- **Task list**
(1) From the bylaws of the Marine Corps Counterintelligence Association, reproduce word for word the part that opens with the words containing "ARTICLE III: Status" and closes with "of their duties.".
(2) Answer these questions from the Marine Corps Counterintelligence Association bylaws:
(a) What full name does Article I give the corporation?
(b) According to Article II, for whom is the Association to provide useful services?
(c) Who may authorize reimbursement of expenses for officers, directors, and appointed officials?

- **Passage given**
BYLAWS of the
MARINE CORPS COUNTERINTELLIGENCE ASSOCIATION
ARTICLE I: Name
The name of this corporation shall be the Marine Corps
Counterintelligence Association Inc., hereinafter referred to as the Association.
ARTICLE II: Purpose
Section 1. The purposes of the Association shall be: (a) To foster fraternal
relations among retired, active, and former members of the uniformed services who have
served with Marine Corps Counterintelligence organizations. (b) To provide useful services
for members and their dependents and survivors. (c) To serve the community and the nation.
ARTICLE III: Status
Section 1. The Association shall be a nonprofit corporation, operated exclusively
for the purposes specified in Article II above.
Section 2. Officers, directors, and appointed officials shall not receive any
stated compensation for their services, but the Board of Directors may authorize
reimbursement of expenses incurred in the performance of their duties.

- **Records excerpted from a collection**

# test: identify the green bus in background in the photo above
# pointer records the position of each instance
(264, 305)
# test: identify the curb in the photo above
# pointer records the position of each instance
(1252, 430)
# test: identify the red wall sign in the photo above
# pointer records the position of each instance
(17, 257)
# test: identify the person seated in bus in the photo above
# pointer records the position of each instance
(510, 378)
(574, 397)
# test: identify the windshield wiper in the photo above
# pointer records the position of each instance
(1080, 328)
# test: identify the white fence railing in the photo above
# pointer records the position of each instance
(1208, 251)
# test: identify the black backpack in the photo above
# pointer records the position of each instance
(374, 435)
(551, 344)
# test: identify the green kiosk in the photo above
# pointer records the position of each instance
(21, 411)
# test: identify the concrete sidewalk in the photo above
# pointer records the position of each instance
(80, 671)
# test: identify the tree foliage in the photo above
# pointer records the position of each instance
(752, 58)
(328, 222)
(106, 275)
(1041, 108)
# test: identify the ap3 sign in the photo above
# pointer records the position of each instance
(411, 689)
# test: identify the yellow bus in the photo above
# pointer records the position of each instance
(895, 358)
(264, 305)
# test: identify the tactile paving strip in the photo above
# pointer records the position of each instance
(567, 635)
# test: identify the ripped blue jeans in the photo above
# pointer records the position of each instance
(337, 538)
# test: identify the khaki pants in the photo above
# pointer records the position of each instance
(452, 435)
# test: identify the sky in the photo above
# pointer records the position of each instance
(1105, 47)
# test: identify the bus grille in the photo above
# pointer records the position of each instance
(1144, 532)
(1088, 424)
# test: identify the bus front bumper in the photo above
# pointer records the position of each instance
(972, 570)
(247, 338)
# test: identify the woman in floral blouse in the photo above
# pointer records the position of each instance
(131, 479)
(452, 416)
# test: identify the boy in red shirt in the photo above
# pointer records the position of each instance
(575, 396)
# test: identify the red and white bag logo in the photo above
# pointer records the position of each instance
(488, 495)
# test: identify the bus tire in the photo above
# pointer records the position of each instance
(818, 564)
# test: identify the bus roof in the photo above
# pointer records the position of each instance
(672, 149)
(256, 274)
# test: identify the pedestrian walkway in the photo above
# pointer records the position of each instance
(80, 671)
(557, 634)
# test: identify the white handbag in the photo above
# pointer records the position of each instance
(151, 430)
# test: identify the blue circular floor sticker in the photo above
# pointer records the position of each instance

- **Solved tasks**
(1)
ARTICLE III: Status
Section 1. The Association shall be a nonprofit corporation, operated exclusively
for the purposes specified in Article II above.
Section 2. Officers, directors, and appointed officials shall not receive any
stated compensation for their services, but the Board of Directors may authorize
reimbursement of expenses incurred in the performance of their duties.

(2)
(a) The Marine Corps Counterintelligence Association Inc.
(b) Members and their dependents and survivors.
(c) The Board of Directors.